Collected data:
—————

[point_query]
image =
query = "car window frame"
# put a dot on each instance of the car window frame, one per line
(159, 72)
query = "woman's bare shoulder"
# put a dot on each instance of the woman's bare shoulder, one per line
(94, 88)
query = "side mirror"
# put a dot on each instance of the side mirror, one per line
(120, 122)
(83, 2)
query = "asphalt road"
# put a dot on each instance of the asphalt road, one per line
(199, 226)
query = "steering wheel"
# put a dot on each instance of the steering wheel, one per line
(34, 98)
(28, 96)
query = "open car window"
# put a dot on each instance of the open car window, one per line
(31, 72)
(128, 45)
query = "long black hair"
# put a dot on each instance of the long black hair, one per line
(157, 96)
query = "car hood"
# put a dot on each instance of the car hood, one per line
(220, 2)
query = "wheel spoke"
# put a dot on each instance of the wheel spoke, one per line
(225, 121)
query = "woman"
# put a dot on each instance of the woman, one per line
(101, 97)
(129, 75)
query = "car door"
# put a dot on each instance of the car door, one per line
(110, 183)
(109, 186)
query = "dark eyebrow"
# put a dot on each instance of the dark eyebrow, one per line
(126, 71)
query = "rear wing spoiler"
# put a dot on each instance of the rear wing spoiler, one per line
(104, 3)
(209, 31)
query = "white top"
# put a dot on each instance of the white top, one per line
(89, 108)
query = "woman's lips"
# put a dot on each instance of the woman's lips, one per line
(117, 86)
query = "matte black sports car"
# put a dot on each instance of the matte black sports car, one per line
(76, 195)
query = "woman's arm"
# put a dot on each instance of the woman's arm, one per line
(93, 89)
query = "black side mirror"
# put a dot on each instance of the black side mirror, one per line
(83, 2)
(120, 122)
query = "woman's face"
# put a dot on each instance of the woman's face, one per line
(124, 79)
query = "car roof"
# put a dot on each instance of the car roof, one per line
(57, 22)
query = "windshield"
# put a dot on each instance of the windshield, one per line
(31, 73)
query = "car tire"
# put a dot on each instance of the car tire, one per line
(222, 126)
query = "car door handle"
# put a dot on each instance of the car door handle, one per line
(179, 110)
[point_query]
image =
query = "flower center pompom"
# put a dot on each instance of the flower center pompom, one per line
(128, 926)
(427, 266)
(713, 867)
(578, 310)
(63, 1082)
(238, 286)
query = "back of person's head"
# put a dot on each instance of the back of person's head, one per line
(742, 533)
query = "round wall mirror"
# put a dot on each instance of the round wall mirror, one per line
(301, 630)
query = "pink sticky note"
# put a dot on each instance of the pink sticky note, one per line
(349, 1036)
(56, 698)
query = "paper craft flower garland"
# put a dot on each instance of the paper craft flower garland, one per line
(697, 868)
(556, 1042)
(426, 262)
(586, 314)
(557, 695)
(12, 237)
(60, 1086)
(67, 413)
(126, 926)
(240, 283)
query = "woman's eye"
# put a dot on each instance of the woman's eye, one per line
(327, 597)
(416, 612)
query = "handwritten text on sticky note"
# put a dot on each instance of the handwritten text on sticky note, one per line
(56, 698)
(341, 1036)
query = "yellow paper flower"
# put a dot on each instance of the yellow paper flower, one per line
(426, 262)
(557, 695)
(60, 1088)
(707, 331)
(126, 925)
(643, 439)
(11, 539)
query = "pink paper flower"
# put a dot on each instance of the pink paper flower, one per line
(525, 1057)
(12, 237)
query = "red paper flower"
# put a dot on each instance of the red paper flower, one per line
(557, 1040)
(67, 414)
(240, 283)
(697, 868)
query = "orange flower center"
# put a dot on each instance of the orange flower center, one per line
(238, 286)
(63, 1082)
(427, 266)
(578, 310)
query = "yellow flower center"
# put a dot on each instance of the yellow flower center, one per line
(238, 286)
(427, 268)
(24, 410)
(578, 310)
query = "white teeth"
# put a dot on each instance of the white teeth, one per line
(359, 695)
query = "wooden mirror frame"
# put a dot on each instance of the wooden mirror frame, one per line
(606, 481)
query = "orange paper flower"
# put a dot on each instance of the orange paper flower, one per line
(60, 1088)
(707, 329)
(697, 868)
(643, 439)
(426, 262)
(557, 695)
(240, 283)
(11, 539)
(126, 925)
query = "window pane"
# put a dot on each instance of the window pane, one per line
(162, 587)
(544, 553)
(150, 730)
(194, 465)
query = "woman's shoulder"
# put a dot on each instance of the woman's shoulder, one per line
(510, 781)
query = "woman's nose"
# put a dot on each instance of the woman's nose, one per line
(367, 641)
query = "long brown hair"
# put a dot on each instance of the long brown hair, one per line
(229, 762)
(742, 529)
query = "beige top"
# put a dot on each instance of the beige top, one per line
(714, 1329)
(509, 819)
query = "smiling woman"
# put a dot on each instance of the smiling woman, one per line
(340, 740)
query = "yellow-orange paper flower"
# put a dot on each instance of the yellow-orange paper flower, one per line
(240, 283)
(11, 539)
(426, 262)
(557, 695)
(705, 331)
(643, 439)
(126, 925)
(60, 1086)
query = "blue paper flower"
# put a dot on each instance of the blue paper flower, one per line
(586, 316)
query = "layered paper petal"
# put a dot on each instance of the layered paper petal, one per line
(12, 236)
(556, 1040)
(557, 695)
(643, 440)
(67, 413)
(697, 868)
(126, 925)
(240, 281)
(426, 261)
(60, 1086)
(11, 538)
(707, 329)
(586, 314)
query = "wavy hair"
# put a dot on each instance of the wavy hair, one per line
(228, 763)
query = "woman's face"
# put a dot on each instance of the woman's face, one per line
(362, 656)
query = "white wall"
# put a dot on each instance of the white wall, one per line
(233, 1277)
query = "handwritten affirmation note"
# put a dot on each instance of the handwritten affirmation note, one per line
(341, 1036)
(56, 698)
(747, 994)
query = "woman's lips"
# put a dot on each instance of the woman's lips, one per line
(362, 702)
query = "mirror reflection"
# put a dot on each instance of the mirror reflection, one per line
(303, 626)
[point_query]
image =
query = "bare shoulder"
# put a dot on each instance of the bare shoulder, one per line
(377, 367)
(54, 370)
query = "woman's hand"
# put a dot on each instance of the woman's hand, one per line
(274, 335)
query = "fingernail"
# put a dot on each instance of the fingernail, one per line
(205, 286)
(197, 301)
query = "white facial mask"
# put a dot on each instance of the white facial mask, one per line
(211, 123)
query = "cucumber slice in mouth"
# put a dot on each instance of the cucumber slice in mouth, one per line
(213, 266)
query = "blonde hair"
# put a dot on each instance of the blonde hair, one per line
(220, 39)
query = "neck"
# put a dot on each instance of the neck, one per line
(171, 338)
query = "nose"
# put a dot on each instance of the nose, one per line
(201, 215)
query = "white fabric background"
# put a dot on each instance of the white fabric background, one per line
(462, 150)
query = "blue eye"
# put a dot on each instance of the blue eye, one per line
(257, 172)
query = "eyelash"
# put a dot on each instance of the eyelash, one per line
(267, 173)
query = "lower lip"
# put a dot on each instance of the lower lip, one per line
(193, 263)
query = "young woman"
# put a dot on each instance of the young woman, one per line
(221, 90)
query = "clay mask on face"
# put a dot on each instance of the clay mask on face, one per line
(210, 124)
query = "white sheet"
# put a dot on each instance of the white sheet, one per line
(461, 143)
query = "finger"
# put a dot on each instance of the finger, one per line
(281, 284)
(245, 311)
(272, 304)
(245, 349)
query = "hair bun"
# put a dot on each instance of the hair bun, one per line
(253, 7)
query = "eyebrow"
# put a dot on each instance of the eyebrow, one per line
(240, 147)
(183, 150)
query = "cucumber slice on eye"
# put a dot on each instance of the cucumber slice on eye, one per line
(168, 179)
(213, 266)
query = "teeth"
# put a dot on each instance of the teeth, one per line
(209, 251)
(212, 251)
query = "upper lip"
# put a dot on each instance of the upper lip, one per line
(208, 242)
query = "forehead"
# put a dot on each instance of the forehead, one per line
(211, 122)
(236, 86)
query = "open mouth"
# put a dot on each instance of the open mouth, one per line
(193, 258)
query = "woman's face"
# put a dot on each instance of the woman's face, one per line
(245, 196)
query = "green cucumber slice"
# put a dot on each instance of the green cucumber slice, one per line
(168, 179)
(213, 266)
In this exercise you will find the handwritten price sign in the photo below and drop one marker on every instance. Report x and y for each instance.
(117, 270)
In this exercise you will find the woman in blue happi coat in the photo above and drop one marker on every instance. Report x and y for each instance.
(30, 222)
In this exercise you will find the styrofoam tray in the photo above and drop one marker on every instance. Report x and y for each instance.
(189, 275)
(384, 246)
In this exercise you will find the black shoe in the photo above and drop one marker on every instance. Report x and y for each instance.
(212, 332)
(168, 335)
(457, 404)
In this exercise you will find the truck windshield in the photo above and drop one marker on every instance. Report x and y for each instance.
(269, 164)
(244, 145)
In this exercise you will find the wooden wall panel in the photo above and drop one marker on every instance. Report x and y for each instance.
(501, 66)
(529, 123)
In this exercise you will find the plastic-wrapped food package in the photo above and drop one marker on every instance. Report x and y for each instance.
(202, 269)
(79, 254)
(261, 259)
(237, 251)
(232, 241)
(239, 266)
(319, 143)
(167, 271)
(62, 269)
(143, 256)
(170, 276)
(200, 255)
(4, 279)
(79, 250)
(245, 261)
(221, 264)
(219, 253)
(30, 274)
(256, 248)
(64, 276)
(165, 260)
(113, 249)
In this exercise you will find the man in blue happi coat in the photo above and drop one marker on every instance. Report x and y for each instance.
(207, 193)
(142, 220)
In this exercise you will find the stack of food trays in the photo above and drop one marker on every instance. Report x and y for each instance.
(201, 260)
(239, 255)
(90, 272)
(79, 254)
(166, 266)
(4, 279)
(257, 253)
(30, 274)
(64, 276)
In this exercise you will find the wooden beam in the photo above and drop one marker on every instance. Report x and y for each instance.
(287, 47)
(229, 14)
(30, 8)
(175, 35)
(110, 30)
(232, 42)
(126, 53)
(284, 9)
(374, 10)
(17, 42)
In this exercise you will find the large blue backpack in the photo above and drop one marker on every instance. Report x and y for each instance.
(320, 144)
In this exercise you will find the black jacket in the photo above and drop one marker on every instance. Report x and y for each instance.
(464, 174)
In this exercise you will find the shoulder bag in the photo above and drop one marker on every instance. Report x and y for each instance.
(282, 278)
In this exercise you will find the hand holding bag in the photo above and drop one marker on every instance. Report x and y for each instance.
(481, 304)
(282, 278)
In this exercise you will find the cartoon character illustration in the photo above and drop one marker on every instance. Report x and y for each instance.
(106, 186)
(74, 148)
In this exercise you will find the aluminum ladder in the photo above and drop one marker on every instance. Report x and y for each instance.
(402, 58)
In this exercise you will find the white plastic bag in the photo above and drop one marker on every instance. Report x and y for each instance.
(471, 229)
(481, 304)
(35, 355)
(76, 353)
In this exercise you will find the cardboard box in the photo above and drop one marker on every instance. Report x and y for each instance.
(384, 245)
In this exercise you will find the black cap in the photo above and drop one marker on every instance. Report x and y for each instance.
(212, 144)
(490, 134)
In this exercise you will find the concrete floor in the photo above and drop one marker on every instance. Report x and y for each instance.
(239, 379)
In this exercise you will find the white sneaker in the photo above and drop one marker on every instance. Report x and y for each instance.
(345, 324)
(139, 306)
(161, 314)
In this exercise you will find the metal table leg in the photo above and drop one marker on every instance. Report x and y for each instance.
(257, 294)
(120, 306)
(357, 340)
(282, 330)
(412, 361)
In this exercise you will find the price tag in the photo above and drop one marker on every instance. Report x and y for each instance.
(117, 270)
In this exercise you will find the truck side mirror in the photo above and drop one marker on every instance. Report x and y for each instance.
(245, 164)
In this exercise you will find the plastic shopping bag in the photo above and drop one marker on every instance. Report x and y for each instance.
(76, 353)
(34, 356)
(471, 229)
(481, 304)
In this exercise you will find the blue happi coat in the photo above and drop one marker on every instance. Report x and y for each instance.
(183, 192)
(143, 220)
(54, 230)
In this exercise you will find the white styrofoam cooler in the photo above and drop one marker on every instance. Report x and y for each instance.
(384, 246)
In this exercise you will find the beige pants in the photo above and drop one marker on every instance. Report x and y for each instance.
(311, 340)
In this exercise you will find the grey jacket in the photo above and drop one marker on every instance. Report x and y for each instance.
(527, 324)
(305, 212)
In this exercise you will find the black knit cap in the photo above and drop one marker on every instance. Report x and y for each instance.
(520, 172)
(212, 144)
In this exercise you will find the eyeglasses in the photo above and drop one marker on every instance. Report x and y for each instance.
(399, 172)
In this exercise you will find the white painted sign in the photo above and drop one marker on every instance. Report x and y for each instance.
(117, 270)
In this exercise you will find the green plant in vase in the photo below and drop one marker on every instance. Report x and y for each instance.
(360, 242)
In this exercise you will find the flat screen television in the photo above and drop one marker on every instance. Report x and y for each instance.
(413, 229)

—————

Task description: Please change "flat screen television" to "computer monitor" in everything from the line containing "In this exercise you will find the flat" down to the end of the data, leaving all else as it stands.

Worked solution:
In this exercise you will find the computer monitor in the photo above and drop one marker on every instance. Report x and y for each instance.
(413, 229)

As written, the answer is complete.